● What you will do: Here you must reproduce each line of the data exactly.

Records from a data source
== Segment start ==

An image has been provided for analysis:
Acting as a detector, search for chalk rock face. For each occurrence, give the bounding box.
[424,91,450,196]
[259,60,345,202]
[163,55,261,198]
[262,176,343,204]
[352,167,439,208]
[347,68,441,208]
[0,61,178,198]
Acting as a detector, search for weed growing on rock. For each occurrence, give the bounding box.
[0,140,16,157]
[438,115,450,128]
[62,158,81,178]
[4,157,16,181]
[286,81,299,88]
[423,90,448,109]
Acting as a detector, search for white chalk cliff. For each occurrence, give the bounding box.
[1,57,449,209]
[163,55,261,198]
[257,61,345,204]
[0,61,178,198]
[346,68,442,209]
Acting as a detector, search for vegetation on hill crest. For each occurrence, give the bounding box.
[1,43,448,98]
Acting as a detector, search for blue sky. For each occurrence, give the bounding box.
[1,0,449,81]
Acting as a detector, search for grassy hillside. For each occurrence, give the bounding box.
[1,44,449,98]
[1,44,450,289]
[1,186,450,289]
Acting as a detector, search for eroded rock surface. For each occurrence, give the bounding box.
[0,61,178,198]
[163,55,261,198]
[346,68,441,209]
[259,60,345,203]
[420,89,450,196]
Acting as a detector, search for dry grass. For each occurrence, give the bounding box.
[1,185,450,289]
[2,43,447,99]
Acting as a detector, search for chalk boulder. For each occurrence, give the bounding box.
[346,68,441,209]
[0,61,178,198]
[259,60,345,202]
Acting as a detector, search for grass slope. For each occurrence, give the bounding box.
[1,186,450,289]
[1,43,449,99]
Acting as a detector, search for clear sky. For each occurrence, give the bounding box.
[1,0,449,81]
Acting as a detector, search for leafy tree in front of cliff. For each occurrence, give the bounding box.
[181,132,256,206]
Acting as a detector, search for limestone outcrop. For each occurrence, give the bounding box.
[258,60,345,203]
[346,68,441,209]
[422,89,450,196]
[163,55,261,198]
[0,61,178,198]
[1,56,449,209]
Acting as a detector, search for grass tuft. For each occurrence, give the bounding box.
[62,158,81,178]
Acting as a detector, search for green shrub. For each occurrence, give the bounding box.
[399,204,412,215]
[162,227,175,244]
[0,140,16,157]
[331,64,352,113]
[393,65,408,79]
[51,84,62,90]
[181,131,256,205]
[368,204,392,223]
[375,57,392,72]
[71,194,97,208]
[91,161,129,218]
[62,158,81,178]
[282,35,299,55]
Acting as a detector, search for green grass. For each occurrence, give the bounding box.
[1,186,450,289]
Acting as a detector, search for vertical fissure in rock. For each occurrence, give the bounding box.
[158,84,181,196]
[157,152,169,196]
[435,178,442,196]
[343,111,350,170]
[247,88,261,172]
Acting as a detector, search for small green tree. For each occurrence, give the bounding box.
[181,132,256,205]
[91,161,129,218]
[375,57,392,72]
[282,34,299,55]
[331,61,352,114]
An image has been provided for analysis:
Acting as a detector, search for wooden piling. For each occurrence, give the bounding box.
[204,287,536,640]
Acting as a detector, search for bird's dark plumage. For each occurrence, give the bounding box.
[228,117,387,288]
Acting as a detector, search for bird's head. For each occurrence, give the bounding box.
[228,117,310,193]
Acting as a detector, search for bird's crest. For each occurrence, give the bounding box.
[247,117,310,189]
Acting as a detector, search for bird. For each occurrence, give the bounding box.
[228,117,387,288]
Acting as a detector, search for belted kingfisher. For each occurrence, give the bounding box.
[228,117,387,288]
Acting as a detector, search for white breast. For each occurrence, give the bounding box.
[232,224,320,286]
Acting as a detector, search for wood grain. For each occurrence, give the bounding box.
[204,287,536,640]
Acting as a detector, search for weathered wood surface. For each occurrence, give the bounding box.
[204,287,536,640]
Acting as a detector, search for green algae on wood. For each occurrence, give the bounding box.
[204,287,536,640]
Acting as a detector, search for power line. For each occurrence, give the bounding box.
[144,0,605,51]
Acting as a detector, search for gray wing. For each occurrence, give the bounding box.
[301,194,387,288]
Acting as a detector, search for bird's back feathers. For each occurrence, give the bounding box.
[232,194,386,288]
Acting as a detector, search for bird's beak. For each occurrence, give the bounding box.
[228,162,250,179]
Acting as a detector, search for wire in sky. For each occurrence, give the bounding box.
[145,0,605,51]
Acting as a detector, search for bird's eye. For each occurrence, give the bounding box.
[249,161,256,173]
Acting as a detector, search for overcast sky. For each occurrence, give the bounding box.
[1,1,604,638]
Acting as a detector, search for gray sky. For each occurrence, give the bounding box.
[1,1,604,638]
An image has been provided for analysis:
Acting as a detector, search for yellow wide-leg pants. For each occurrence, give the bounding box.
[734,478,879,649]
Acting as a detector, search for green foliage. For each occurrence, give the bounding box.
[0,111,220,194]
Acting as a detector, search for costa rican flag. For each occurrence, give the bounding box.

== Segment end ==

● Answer for the task:
An image has been provided for analysis:
Acting as a detector, search for chalk rock face. For each occurrence, give the bounding box.
[424,91,450,196]
[259,60,345,202]
[163,55,261,198]
[262,176,343,204]
[352,167,439,208]
[347,68,441,208]
[0,61,178,198]
Acting as a detector, search for weed growing on rock. For each occurrence, give the bounding box.
[0,140,16,157]
[438,115,450,128]
[62,158,81,178]
[4,157,16,181]
[286,81,299,88]
[423,90,448,109]
Acting as a detector, search for white chalk cliff. For each occurrence, give the bounding box.
[1,57,449,209]
[163,55,261,198]
[257,61,345,204]
[0,61,178,198]
[346,68,442,209]
Acting as a detector, search for vegetation on hill crest. For each occurrence, give the bounding box.
[1,43,448,98]
Acting as a detector, search for blue sky. For each occurrence, give the bounding box.
[1,0,449,81]
Acting as a detector, search for grassy hillside. For each occurrence, give the bounding box.
[1,44,449,98]
[1,44,450,289]
[1,186,450,289]
Acting as a detector, search for eroded rock surface. For each occurrence, give the bounding box.
[0,61,178,198]
[163,55,261,198]
[346,68,441,209]
[259,60,345,203]
[420,89,450,196]
Acting as a detector, search for dry grass. For each occurrence, give the bounding box.
[1,185,450,289]
[2,43,447,99]
Acting as a detector, search for chalk boulder. For each occurrence, give the bounding box.
[346,68,441,209]
[0,61,178,198]
[259,60,345,202]
Acting as a detector, search for grass slope. For each occurrence, give the bounding box.
[1,186,450,289]
[1,43,449,99]
Acting as a detector, search for clear sky. For each occurrence, give the bounding box.
[1,0,449,81]
Acting as a detector, search for leafy tree in front of cliff. For each occurrence, give the bounding box.
[181,132,256,206]
Acting as a detector, search for limestone outcrop. For each occurrence, give the bounding box.
[258,60,345,203]
[346,68,441,209]
[422,89,450,196]
[163,55,261,198]
[0,61,178,198]
[1,56,449,209]
Acting as a detector, search for grass tuft. For each occurrence, give the bounding box.
[62,158,81,178]
Acting as a detector, search for green shrub. For each occurrence, give the bounding box.
[399,204,412,215]
[162,227,175,244]
[0,140,16,157]
[331,64,352,113]
[393,65,408,79]
[51,84,62,90]
[181,131,256,205]
[368,204,392,223]
[375,57,392,72]
[71,194,97,208]
[91,161,129,218]
[62,158,81,178]
[282,35,299,55]
Acting as a detector, search for green grass. For each occurrence, give the bounding box.
[1,186,450,289]
Acting as a detector, search for vertical fissure in rock. For each occurrence, give the bounding box.
[158,84,181,196]
[157,152,169,196]
[435,178,442,196]
[343,111,350,170]
[247,88,261,172]
Acting as a detector, search for small green tree. For each occurrence, give the bounding box.
[181,132,256,205]
[91,161,129,218]
[375,57,392,72]
[282,34,299,55]
[331,61,352,114]
An image has been provided for analysis:
Acting as a detector, search for wooden piling. For each occurrence, give the bounding box.
[204,287,536,640]
Acting as a detector, search for bird's dark plumage. For each occurrence, give the bounding box.
[228,117,387,288]
Acting as a detector, search for bird's head. For each occurrence, give the bounding box.
[228,117,310,193]
Acting as a detector, search for bird's crest. For each occurrence, give the bounding box.
[247,117,310,189]
Acting as a detector, search for bird. For each occurrence, give the bounding box.
[228,117,387,288]
Acting as a detector, search for belted kingfisher. For each occurrence, give the bounding box.
[228,117,387,288]
Acting as a detector, search for white breast. For each occurrence, give the bounding box.
[232,224,320,286]
Acting as a detector, search for wood grain. For each occurrence, give the bounding box.
[204,287,536,640]
Acting as a detector, search for weathered wood surface. For each occurrence, give the bounding box.
[204,287,536,640]
Acting as a detector, search for green algae on wood. For each occurrence, give the bounding box.
[204,287,536,640]
Acting as a detector, search for power line. For each occurrence, give the bounding box.
[144,0,605,51]
Acting as a detector, search for gray wing. For each occurrence, give the bounding box.
[301,194,387,288]
Acting as a detector, search for bird's back feathers. For each occurrence, give the bounding box.
[232,194,386,288]
Acting as a detector, search for bird's beak. For each occurrence, give the bounding box.
[228,162,250,179]
Acting as a detector, search for wire in sky. For each occurrence, give the bounding box.
[145,0,605,51]
Acting as a detector, search for bird's eye. For each occurrence, give the bounding box.
[249,161,256,173]
Acting as a detector, search for overcast sky. For each occurrence, give the bounding box.
[1,1,604,638]
Acting as a detector, search for gray sky. For each occurrence, give the bounding box.
[1,1,604,638]
An image has been provided for analysis:
Acting as a detector, search for yellow wide-leg pants. For each occurrence, give the bounding box.
[734,478,879,649]
Acting as a detector, search for green foliage. For each occurrence, give the bounding box.
[0,111,220,194]
Acting as a detector, search for costa rican flag. For each occurrence, give the bounding box.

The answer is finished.